• **Job**: Put everything from the line containing "Tag man's eyebrow in the picture below." down to and including the line containing "205 85 238 95" into a Markdown table with the columns No. and Line, numbering each line and skipping blank ones. Leave the pictures out.

• **Input for this task**:
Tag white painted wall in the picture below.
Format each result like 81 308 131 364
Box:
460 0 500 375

==

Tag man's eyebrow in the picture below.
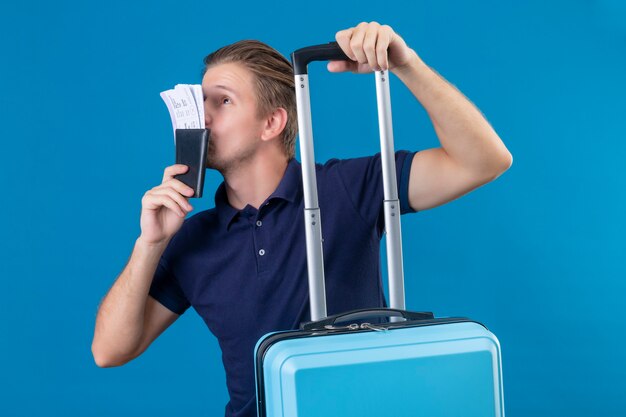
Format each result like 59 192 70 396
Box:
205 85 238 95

• **Task solution**:
| No. | Line |
|---|---|
| 1 | Tag man's eyebrow in the picture below. |
| 2 | Format each result like 59 192 70 396 |
| 3 | Box: |
| 4 | 205 85 238 95 |